> [COMPITO 1]
Quali titoli di dischi e canzoni vengono citati nell'estratto su Milva? Elencali tutti.
> [COMPITO 2]
Riprendi il ricordo di Milva dopo l'ultima frase e proseguilo con qualche frase nello stesso tono.

======== ESTRATTO ========

L'angelo azzurro del rock

di Juri Camisasca

Ho conosciuto Milva in occasione del suo disco “Svegliando l’amante che dorme”, prodotto da Battiato e che conteneva anche pezzi miei: soprattutto Potemkin, scritto appositamente per lei, e Angelo del rock, brano con una venatura anni ’70 che avevo solo abbozzato e che ho rifinito pensando ad una sua interpretazione. Potemkin invece ha un impianto di carattere storico, con una valenza spirituale in filigrana. Tenendo presente la musica che lei cantava, mi sembrava che questa canzone avesse un clima simile e che lei fosse adatta ad interpretare una storia di quel tipo.

======== DATI FORNITI ========

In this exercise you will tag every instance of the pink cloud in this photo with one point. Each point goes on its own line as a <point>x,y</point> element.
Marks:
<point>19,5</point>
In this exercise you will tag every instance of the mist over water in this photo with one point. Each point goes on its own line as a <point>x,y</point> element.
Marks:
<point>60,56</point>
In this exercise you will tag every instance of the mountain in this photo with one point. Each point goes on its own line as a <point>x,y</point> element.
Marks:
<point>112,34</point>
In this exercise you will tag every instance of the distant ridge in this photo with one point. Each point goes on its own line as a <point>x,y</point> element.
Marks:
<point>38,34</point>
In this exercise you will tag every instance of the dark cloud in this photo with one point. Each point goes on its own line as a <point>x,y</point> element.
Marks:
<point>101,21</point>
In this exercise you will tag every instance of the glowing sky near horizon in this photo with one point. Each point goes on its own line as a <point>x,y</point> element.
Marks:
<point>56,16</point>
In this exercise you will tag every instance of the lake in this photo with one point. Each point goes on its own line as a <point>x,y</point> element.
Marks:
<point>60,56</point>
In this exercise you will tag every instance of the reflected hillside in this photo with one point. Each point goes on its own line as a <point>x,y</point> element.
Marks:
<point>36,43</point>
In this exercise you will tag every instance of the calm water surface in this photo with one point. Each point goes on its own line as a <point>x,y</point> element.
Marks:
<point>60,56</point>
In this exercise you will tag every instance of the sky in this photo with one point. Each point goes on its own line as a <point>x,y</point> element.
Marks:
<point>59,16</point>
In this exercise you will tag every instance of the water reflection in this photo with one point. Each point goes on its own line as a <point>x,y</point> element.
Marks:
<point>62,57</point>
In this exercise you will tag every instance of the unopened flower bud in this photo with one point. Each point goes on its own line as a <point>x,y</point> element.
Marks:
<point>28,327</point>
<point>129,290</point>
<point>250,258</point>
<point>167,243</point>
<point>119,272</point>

========

> [RISPOSTA FINALE 1]
- "Svegliando l'amante che dorme"
- Potemkin
- Angelo del rock

> [RISPOSTA FINALE 2]
Milva mi fece subito un’ottima impressione. La conoscevo solo di riflesso, attraverso il suo personaggio pubblico, e poi scoprii con grande piacere che al di là della sua apparenza inarrivabile c’era una persona semplice e piena di umanità. Dopo il disco la accompagnai in tournée e fu un’esperienza bellissima. Mi colpì innanzi tutto la sua professionalità e il suo dare tutta se stessa durante i concerti. Ricordo che una sera stava molto male, era bianca come un cencio, non aveva dormito la notte. Si pensava di rinviare l’esibizione, ma il teatro era già pieno e lei non volle: chiamò un medico, si fece prescrivere qualcosa e poi fece tutto il concerto come le altre volte, escludendo solo un paio di brani che richiedevano un eccessivo sforzo vocale. Temevo di vederla crollare da un momento all’altro sul palco e invece cantò con la carica di sempre, concedendo anche dei bis. Incredibile, mi colpì davvero: chiunque altro avrebbe annullato il concerto.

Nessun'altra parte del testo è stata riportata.